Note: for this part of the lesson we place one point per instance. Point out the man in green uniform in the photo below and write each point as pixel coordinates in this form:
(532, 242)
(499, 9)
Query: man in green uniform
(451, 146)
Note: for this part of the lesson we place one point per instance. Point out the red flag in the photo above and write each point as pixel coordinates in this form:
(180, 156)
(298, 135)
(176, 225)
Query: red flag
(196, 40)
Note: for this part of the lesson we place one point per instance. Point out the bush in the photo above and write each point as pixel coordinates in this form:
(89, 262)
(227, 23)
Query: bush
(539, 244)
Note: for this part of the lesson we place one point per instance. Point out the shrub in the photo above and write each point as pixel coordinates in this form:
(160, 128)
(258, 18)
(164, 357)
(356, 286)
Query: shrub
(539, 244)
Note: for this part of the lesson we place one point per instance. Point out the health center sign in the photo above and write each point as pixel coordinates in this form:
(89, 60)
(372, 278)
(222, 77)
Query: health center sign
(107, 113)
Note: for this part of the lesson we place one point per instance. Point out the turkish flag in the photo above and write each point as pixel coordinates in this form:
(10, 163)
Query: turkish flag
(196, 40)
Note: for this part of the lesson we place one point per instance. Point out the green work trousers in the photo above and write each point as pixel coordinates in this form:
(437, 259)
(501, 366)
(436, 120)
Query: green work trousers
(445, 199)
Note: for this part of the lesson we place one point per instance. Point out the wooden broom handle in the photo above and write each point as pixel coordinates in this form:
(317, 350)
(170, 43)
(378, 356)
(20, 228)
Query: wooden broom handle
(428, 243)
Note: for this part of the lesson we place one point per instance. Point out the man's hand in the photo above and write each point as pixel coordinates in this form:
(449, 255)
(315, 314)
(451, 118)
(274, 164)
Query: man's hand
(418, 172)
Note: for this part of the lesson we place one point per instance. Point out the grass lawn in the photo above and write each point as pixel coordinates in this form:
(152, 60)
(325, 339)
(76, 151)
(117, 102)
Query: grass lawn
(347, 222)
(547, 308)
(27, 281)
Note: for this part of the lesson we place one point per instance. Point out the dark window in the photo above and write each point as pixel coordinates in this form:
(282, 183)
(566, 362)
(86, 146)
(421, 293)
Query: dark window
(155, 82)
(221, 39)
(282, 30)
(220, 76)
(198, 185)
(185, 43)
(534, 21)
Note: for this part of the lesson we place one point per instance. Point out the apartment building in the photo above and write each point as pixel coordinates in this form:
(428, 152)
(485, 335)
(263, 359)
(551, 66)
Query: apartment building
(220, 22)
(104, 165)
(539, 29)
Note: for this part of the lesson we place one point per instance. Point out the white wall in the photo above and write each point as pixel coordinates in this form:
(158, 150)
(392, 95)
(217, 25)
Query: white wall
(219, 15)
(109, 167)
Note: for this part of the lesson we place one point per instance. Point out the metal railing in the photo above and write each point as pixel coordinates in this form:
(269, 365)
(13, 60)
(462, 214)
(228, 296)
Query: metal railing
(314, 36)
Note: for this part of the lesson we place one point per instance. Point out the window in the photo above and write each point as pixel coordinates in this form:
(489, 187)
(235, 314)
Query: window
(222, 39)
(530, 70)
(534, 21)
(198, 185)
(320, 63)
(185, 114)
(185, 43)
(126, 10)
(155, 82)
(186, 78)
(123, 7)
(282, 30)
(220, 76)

# What you will do
Repeat each record exactly, leaving nothing out.

# Response to the exercise
Note: for this part of the lesson we place one point per instance. Point out the man in green uniform in the photo below and write each point as pixel coordinates in this form:
(532, 242)
(499, 9)
Query: man in green uniform
(451, 146)
Note: for this part of the lesson we place one point per instance. Point out the red flag in the photo above and write each point as pixel coordinates in this form:
(180, 156)
(298, 135)
(176, 225)
Query: red flag
(196, 40)
Note: for this part of the lesson we place one point per instance. Point out the bush in the photo above and write each point as pixel coordinates in this form:
(89, 262)
(227, 23)
Query: bush
(539, 244)
Note: for this part of the lesson we place one point per instance. Point out the shrub in the photo above and write each point as pixel coordinates in this form:
(160, 128)
(258, 18)
(164, 357)
(356, 286)
Query: shrub
(539, 244)
Note: for this part of the lesson we place one point per instance. Point out the health center sign in the photo above and write each point as pixel coordinates in this form:
(89, 60)
(372, 278)
(222, 77)
Query: health center sign
(107, 113)
Note: for this part of the lesson we place one point per instance. Point out the turkish flag in the photo above and write each point as pixel coordinates in this form:
(10, 163)
Query: turkish flag
(196, 40)
Note: for this part of the lesson we place one point per instance. Point out the green work trousers in the photo above and write each point as pixel coordinates in this form:
(437, 259)
(501, 366)
(436, 120)
Query: green work trousers
(445, 199)
Note: for this part of the lesson we place one point per instance. Point out the wooden broom handle in the photo above and write each point as pixel coordinates in this form:
(317, 350)
(170, 43)
(378, 356)
(20, 228)
Query: wooden broom handle
(428, 243)
Note: for this part of the lesson we place one point per instance. Point out the man's hand in the photo above and write each point as pixel coordinates in this form:
(449, 255)
(315, 314)
(451, 118)
(274, 164)
Query: man's hand
(418, 172)
Note: for this part of the lesson we place one point per instance. Point out the grass lawn in the photo above and write each point as pixel coordinates in this form:
(152, 60)
(325, 339)
(76, 151)
(117, 102)
Query: grass lawn
(347, 222)
(547, 308)
(27, 281)
Note: for this part of the lesson we place one point per instance. Point out the dark window in the photo above and write each point as pixel coordinates in this form:
(282, 183)
(566, 362)
(86, 146)
(421, 293)
Query: dark window
(155, 82)
(221, 39)
(282, 30)
(220, 76)
(198, 185)
(185, 43)
(534, 21)
Note: for this part of the lesson we place one point per instance. Point out the apartment building in the photo above and write each point as pixel coordinates in this form:
(428, 152)
(485, 335)
(263, 359)
(551, 66)
Query: apartment building
(220, 22)
(104, 165)
(539, 29)
Note: for this part of the lesson we place one point per instance. Point out the white wall in the photo above and write each point as pixel coordinates in this form:
(158, 150)
(392, 95)
(217, 25)
Query: white wall
(219, 15)
(109, 167)
Note: for this part of the lesson we place one point per instance. Point out the metal railing in the photo above and write each point as pixel coordinates in this form:
(269, 365)
(13, 60)
(462, 214)
(228, 296)
Query: metal railing
(314, 36)
Note: for this part of the lesson we place one point per instance. Point out the window in the photo above and write each point as pixel coordinates in this form:
(489, 187)
(235, 314)
Query: window
(222, 39)
(530, 70)
(534, 21)
(198, 185)
(320, 63)
(185, 114)
(185, 43)
(126, 10)
(155, 82)
(186, 78)
(123, 7)
(282, 30)
(220, 76)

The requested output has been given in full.